◆ **REQUIREMENT**
Copy out the lines from the very first one through the line containing "[[239, 11]]", including both, and leave the pictures out of your answer.

◆ **SUPPLIED RECORDS**

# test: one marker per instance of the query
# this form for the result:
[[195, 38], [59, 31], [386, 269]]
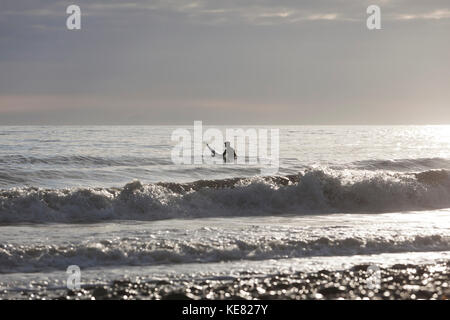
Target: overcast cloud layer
[[225, 62]]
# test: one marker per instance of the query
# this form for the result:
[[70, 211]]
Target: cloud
[[239, 11]]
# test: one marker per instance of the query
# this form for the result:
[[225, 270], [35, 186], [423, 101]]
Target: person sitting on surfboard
[[227, 153]]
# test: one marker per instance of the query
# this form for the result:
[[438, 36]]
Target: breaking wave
[[313, 191]]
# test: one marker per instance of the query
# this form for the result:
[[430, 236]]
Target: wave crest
[[313, 191]]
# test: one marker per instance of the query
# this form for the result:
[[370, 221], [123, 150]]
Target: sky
[[224, 62]]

◆ **CORRECT RESPONSE**
# test: one marker per instance of the query
# this form for the result:
[[195, 38], [59, 31], [386, 269]]
Target: overcast cloud layer
[[225, 62]]
# test: one marker per instance of the query
# this form for the result:
[[70, 211]]
Target: cloud
[[239, 11]]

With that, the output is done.